Directions for this task: Find every line in the listing that contains the string "cluster", matching case exactly, and copy each of those lines.

Entries shown:
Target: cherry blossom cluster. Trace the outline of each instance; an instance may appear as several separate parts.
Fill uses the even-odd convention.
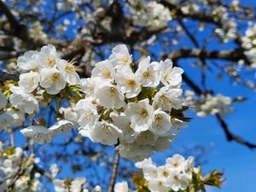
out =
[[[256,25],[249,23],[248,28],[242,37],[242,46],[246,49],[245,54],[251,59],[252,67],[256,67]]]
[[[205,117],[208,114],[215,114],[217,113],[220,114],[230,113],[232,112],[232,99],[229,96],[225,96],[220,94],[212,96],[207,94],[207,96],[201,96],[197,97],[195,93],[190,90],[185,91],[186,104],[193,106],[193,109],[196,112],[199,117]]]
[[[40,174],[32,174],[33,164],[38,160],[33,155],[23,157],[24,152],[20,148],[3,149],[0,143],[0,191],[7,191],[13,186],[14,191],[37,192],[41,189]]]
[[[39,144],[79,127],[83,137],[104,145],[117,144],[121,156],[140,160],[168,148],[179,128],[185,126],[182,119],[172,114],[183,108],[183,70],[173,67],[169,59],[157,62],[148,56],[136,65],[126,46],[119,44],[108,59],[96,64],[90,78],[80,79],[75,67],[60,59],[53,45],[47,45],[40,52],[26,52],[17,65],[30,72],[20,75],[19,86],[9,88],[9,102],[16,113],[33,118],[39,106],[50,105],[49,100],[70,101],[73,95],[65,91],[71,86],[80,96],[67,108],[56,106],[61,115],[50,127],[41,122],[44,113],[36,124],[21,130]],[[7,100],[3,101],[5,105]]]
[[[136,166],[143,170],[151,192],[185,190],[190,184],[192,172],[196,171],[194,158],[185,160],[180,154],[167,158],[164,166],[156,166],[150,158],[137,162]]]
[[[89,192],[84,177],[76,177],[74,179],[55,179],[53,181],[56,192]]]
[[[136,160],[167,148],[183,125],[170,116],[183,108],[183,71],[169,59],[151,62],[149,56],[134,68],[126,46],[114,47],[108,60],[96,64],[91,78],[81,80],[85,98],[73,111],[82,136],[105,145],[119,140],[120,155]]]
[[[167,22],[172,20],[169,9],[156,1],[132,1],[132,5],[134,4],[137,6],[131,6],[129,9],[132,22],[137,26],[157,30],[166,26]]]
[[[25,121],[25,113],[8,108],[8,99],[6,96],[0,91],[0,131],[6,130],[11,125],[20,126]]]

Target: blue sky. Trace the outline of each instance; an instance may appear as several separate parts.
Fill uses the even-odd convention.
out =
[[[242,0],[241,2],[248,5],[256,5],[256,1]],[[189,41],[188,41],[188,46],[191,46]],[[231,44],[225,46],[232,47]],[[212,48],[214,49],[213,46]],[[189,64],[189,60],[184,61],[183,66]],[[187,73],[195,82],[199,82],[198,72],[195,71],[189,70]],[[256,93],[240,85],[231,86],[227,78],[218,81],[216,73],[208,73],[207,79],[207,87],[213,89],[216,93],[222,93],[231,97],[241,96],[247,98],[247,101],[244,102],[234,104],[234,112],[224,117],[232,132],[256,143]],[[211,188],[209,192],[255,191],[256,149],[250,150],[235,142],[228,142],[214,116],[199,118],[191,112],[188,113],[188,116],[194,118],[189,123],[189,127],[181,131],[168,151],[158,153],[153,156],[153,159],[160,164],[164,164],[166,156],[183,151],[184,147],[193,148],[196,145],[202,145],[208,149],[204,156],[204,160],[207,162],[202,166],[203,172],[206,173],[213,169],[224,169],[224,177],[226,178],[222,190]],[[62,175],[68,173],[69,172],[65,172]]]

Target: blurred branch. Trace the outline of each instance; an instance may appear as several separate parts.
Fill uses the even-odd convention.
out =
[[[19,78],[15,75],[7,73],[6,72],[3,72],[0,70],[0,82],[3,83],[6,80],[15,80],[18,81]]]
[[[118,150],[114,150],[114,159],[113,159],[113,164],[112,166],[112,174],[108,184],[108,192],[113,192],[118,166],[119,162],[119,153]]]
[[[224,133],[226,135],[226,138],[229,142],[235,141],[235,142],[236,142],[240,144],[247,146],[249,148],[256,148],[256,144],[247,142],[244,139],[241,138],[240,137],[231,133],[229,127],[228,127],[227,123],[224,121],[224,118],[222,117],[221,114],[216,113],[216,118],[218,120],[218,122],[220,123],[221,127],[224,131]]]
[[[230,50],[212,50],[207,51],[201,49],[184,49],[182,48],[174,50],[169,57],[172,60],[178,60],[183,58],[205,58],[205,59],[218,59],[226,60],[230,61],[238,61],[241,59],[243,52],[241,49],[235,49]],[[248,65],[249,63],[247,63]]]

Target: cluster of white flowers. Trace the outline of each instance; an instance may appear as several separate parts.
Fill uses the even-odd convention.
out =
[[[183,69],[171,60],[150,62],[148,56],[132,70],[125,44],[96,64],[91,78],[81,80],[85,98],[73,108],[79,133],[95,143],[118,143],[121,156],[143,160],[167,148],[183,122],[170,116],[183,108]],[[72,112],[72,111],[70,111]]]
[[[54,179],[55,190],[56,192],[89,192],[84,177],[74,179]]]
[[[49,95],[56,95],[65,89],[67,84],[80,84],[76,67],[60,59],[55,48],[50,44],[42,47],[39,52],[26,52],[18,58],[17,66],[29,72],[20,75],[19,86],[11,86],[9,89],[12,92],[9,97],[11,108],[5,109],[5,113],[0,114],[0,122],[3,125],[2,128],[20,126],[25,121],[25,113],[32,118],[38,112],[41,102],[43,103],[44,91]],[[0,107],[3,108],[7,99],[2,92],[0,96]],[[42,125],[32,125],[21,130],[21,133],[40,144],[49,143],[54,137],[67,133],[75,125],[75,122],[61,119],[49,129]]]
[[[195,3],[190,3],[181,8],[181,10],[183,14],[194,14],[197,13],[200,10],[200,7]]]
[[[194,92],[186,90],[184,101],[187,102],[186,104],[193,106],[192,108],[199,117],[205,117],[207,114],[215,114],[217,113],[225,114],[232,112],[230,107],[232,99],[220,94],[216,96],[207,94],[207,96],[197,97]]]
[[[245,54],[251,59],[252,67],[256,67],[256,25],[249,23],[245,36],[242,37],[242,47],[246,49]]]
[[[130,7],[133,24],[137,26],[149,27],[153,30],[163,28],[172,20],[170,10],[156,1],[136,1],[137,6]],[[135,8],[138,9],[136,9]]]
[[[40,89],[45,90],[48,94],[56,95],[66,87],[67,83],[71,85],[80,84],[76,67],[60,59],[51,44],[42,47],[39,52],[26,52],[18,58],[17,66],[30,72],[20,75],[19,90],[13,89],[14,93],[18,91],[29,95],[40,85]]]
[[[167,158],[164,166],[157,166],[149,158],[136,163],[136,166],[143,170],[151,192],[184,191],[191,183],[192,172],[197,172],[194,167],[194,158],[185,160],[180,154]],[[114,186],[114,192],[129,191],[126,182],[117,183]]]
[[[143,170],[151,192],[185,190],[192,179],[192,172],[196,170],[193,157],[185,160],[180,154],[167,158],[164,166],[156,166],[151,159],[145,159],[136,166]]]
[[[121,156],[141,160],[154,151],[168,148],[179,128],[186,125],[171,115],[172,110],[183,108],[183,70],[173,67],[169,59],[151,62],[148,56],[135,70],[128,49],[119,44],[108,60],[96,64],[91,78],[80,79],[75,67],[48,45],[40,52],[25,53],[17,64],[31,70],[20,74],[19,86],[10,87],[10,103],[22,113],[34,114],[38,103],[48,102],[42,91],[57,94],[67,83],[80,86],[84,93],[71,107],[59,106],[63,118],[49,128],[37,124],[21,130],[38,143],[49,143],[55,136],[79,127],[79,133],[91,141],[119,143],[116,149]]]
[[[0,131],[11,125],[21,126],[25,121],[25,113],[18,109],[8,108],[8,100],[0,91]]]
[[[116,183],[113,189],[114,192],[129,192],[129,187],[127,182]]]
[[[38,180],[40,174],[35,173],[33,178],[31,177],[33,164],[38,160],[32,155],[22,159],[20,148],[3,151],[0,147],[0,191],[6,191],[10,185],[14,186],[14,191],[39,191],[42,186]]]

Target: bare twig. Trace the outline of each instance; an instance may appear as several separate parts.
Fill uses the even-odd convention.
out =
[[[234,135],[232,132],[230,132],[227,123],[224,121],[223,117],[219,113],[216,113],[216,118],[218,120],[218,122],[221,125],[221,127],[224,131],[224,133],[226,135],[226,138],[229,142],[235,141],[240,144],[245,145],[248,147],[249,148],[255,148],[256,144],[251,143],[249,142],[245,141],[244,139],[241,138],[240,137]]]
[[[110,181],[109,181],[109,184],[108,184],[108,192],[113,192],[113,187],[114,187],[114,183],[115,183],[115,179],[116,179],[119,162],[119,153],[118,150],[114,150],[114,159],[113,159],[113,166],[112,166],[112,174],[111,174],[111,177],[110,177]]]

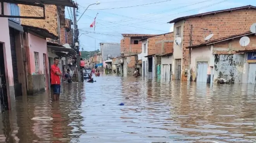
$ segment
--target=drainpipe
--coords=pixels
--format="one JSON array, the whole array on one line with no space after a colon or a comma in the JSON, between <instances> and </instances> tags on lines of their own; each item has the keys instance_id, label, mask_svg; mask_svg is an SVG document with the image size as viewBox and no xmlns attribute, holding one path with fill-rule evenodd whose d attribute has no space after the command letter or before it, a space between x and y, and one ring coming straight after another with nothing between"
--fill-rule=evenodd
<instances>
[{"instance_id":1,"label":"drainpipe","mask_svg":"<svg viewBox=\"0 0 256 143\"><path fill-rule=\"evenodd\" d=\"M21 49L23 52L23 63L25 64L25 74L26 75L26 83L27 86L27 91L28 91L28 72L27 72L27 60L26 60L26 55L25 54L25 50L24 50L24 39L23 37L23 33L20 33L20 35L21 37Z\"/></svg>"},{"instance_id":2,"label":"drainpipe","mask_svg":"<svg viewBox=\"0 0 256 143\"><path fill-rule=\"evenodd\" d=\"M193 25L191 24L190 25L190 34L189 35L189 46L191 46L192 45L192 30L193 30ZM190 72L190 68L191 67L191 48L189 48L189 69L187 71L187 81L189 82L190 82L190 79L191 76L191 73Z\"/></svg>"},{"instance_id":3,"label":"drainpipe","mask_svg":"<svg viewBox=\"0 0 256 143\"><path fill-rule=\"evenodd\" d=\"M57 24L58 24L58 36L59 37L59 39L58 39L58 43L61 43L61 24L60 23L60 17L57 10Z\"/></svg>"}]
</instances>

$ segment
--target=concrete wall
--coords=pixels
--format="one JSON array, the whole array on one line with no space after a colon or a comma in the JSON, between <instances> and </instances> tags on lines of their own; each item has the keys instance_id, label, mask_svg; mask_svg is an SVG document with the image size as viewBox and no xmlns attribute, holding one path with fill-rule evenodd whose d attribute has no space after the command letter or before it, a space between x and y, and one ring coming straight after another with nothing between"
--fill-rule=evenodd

Solution for this problem:
Target: cherry blossom cluster. Trace the outline of each instance; an instance may appear as several separate parts.
Target: cluster of white flowers. Trace the outline of each instance; an instance may appear as several separate parts.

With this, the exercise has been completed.